TE LEZEN TEKST |
————

Samenplaatsing kan gefaciliteerd worden door begeleiding, zoals in de vorm van ondersteuning op financieel gebied, huishoudelijke ondersteuning, extra scholing en deskundige adviezen van een pleegzorgwerker of voogd. Als deze ondersteuning geboden wordt, zijn pleeggezinnen en gezinshuizen in sterke mate bereid om siblings op te nemen.
Duidelijkheid
Wie de regíe heeft gedurende de plaatsingsperiode en wie deze vasthoudt om de belangen van het kind te vertegenwoordigen, zou duidelijk moeten worden vastgelegd. Dit kan een vertegenwoordiger van de Gecertificeerde Instelling zijn of een medewerker van het Centrum voor Jeugd en Gezin (CJG). Uitgangspunt van de hulpverlening moet zijn: één plan voor één gezin. Of: één plan voor alle broers en zussen. Dit in plaats van te kijken naar het individuele kind.

————

GEGEVENS VOOR OPDRACHT |
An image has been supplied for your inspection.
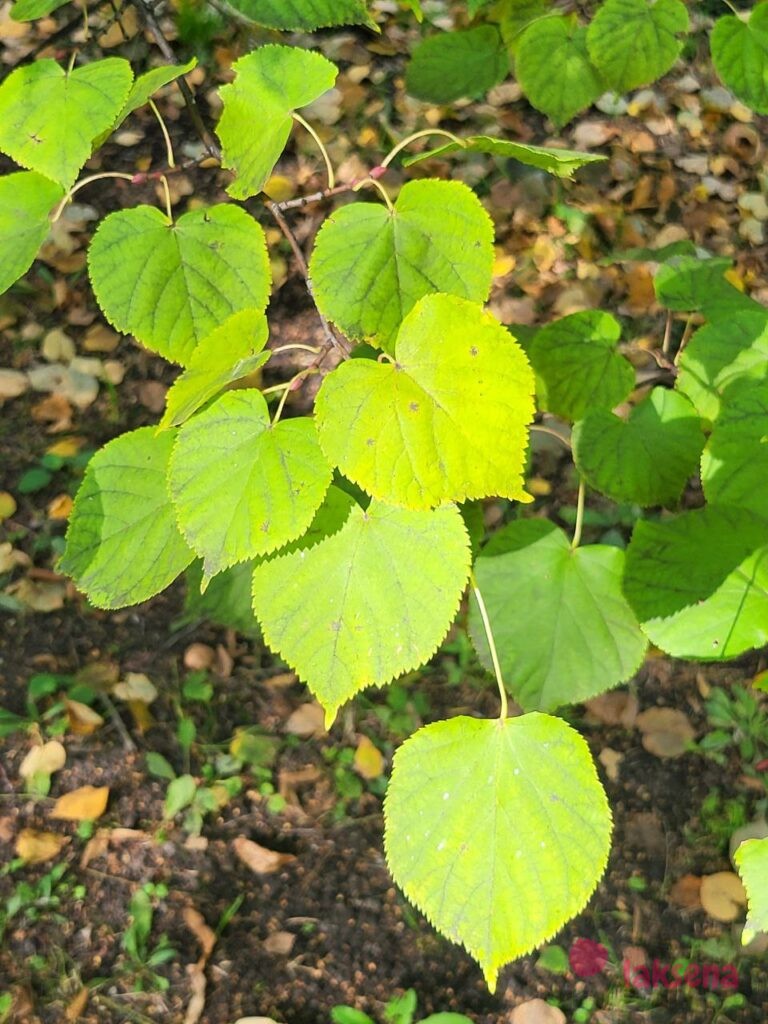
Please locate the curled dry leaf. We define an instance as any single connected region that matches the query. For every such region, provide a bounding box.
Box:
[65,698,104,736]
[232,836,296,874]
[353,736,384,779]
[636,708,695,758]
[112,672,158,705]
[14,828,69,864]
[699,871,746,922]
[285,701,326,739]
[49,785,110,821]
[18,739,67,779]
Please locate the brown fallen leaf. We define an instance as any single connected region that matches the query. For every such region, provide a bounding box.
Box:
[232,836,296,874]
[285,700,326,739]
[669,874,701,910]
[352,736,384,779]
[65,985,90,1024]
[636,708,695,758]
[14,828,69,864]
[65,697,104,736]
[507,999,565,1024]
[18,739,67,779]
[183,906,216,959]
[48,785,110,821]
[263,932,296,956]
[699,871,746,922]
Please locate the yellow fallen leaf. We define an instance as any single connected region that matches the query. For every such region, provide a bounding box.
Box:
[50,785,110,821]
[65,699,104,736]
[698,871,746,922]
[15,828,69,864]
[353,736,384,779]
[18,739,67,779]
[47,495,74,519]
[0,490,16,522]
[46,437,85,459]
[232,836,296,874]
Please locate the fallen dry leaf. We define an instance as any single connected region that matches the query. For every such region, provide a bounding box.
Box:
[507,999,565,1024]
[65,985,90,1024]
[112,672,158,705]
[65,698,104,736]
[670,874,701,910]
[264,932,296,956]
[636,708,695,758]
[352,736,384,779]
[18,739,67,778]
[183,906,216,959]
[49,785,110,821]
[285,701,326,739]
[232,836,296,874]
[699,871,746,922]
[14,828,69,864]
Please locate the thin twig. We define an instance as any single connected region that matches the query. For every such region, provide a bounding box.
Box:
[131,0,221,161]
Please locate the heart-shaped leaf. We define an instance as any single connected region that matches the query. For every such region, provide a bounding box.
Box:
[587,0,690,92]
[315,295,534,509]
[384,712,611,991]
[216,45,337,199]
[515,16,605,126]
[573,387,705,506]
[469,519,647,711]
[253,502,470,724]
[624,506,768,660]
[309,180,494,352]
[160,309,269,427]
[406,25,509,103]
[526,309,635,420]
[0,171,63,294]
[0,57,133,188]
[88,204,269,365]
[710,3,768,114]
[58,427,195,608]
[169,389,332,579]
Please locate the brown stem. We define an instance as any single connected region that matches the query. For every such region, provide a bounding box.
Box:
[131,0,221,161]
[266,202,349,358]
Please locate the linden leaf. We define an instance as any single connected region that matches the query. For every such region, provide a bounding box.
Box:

————

OPDRACHTEN |
1. Schrijf uit de tekst over het samen plaatsen van broers en zussen woordelijk over wat begint bij de woorden "Duidelijkheid" en eindigt na "het individuele kind.".
2. Neem uit de records de regels over die beginnen bij de regel met "Please locate the heart-shaped" en eindigen na de regel met "[169,389,332,579]". Vervang daarin "heart-shaped" door "oval" en laat al het andere ongewijzigd.

RESULTATEN PER OPDRACHT |
1.
Duidelijkheid
Wie de regíe heeft gedurende de plaatsingsperiode en wie deze vasthoudt om de belangen van het kind te vertegenwoordigen, zou duidelijk moeten worden vastgelegd. Dit kan een vertegenwoordiger van de Gecertificeerde Instelling zijn of een medewerker van het Centrum voor Jeugd en Gezin (CJG). Uitgangspunt van de hulpverlening moet zijn: één plan voor één gezin. Of: één plan voor alle broers en zussen. Dit in plaats van te kijken naar het individuele kind.

2.
Please locate the oval leaf. We define an instance as any single connected region that matches the query. For every such region, provide a bounding box.
Box:
[587,0,690,92]
[315,295,534,509]
[384,712,611,991]
[216,45,337,199]
[515,16,605,126]
[573,387,705,506]
[469,519,647,711]
[253,502,470,724]
[624,506,768,660]
[309,180,494,352]
[160,309,269,427]
[406,25,509,103]
[526,309,635,420]
[0,171,63,294]
[0,57,133,188]
[88,204,269,365]
[710,3,768,114]
[58,427,195,608]
[169,389,332,579]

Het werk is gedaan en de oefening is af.